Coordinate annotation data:
= = = = =
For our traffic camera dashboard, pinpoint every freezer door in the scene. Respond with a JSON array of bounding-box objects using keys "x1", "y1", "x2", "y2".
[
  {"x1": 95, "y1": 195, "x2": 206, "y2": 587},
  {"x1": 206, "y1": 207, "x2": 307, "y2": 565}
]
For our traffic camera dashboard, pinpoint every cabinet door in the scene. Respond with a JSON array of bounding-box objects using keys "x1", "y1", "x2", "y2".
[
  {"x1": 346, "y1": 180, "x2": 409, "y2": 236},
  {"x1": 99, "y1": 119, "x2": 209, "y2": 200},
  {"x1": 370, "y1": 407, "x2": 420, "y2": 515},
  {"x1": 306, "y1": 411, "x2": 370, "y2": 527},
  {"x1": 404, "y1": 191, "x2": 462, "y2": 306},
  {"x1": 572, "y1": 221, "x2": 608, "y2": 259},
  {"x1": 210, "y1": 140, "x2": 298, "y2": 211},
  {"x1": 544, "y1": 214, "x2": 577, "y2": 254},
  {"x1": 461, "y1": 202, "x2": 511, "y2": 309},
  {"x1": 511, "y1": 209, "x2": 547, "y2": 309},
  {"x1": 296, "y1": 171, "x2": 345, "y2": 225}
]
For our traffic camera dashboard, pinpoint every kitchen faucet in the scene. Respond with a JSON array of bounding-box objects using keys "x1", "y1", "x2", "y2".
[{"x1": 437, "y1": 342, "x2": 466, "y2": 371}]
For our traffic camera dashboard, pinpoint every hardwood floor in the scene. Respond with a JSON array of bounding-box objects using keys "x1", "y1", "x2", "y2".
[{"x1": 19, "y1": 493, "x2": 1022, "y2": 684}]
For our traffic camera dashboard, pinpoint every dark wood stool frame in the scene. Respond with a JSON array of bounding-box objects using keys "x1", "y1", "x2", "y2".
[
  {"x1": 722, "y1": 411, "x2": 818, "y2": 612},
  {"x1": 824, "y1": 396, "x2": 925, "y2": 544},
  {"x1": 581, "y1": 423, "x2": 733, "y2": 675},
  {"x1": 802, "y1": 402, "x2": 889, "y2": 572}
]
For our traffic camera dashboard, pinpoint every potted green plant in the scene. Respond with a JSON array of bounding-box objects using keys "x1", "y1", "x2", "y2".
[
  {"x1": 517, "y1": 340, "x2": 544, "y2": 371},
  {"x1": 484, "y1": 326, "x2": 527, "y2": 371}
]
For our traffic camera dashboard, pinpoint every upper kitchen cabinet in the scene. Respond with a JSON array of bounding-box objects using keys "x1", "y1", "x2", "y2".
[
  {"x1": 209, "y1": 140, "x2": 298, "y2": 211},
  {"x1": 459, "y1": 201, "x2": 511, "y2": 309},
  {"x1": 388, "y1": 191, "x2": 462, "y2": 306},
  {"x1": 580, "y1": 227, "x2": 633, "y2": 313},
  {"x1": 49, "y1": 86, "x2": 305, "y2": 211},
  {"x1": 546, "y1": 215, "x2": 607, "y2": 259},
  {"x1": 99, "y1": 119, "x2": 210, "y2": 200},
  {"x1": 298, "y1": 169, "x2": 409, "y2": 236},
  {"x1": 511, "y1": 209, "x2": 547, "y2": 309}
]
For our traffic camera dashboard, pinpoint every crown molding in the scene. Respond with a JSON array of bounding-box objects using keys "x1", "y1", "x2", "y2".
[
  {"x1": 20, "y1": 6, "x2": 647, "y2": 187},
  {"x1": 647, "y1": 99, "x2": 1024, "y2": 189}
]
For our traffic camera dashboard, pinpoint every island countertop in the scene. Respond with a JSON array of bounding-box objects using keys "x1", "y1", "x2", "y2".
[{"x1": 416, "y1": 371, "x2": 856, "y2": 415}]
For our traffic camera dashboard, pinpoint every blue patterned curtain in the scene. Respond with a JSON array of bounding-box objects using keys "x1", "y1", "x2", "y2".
= = = = =
[PROBLEM DESCRIPTION]: Render the data above as a Markdown table with two columns, Row and Line, where Row numbers each line and Line holds that line's text. Leave out any blank lines.

[ANSWER]:
| Row | Line |
|---|---|
| 1 | For our traffic camera dashboard, pinpoint every freezer door in the scene. Respond with a JSON array of bounding-box objects using keys "x1", "y1", "x2", "y2". |
| 2 | [ |
| 3 |   {"x1": 95, "y1": 195, "x2": 206, "y2": 587}, |
| 4 |   {"x1": 206, "y1": 207, "x2": 307, "y2": 565} |
| 5 | ] |
| 6 | For our traffic camera dashboard, pinpoint every cabinet door in the scene. Respond with a JSON array of bounding-box objects using keys "x1", "y1", "x2", "y2". |
| 7 | [ |
| 8 |   {"x1": 346, "y1": 180, "x2": 409, "y2": 236}, |
| 9 |   {"x1": 99, "y1": 119, "x2": 209, "y2": 200}, |
| 10 |   {"x1": 370, "y1": 407, "x2": 420, "y2": 515}, |
| 11 |   {"x1": 306, "y1": 411, "x2": 370, "y2": 527}, |
| 12 |   {"x1": 404, "y1": 191, "x2": 462, "y2": 306}, |
| 13 |   {"x1": 572, "y1": 221, "x2": 608, "y2": 259}, |
| 14 |   {"x1": 210, "y1": 140, "x2": 298, "y2": 211}, |
| 15 |   {"x1": 544, "y1": 214, "x2": 577, "y2": 254}, |
| 16 |   {"x1": 461, "y1": 202, "x2": 511, "y2": 309}, |
| 17 |   {"x1": 511, "y1": 209, "x2": 547, "y2": 309}, |
| 18 |   {"x1": 296, "y1": 171, "x2": 345, "y2": 225} |
| 19 | ] |
| 20 | For our traffic camera dashboard, pinpoint every kitchen faucet in the scene. Respond with a JSON array of bounding-box objects using keys "x1", "y1", "x2", "y2". |
| 21 | [{"x1": 437, "y1": 342, "x2": 466, "y2": 371}] |
| 22 | For our traffic camera dashboard, pinpoint every hardwood floor in the scene. Respond with a JSON array of bounding-box objects using keys "x1", "y1", "x2", "y2". |
| 23 | [{"x1": 19, "y1": 493, "x2": 1022, "y2": 684}] |
| 24 | For our traffic camera dashboard, pinpoint every dark wood stool frame in the scene. Respond with a JSON array of bounding-box objects using keys "x1", "y1", "x2", "y2". |
| 25 | [ |
| 26 |   {"x1": 722, "y1": 411, "x2": 818, "y2": 612}, |
| 27 |   {"x1": 824, "y1": 396, "x2": 925, "y2": 544}, |
| 28 |   {"x1": 581, "y1": 423, "x2": 733, "y2": 675}, |
| 29 |   {"x1": 802, "y1": 402, "x2": 889, "y2": 572} |
| 30 | ] |
| 31 | For our traffic camera dashboard, pinpoint every potted green plant in the scene. Respond with a JSON array of bounding-box objects using keys "x1", "y1", "x2", "y2". |
| 32 | [ |
| 33 |   {"x1": 517, "y1": 340, "x2": 544, "y2": 371}, |
| 34 |   {"x1": 484, "y1": 326, "x2": 527, "y2": 371} |
| 35 | ] |
| 36 | For our traffic camera dashboard, pinpoint every upper kitchen cabinet in the scene. Respond with a JSON array of bounding-box objects using keys "x1", "y1", "x2", "y2". |
| 37 | [ |
| 38 |   {"x1": 209, "y1": 140, "x2": 298, "y2": 211}, |
| 39 |   {"x1": 459, "y1": 201, "x2": 511, "y2": 309}, |
| 40 |   {"x1": 388, "y1": 191, "x2": 462, "y2": 306}, |
| 41 |   {"x1": 580, "y1": 227, "x2": 633, "y2": 313}, |
| 42 |   {"x1": 49, "y1": 86, "x2": 305, "y2": 211}, |
| 43 |   {"x1": 546, "y1": 215, "x2": 607, "y2": 259}, |
| 44 |   {"x1": 99, "y1": 119, "x2": 210, "y2": 200}, |
| 45 |   {"x1": 298, "y1": 169, "x2": 409, "y2": 236}, |
| 46 |   {"x1": 511, "y1": 209, "x2": 547, "y2": 309} |
| 47 | ] |
| 48 | For our traffic camera dashboard, pinpoint every crown molding in the scene. Respond with a JSON array of bounding-box objects using keys "x1", "y1", "x2", "y2". |
| 49 | [ |
| 50 |   {"x1": 20, "y1": 6, "x2": 647, "y2": 187}, |
| 51 |   {"x1": 647, "y1": 99, "x2": 1024, "y2": 189} |
| 52 | ] |
| 53 | For our traffic camera dashboard, pinpoint every island countertop in the scene. Respond with a JSON array of bounding-box objects using keys "x1", "y1", "x2", "y2". |
| 54 | [{"x1": 416, "y1": 371, "x2": 856, "y2": 415}] |
| 55 | For our traffic camera dashboard, pinpoint every blue patterned curtain in the scene. Respond with a JSON array of bounding-box objects using keys "x1", "y1", "x2", "y2". |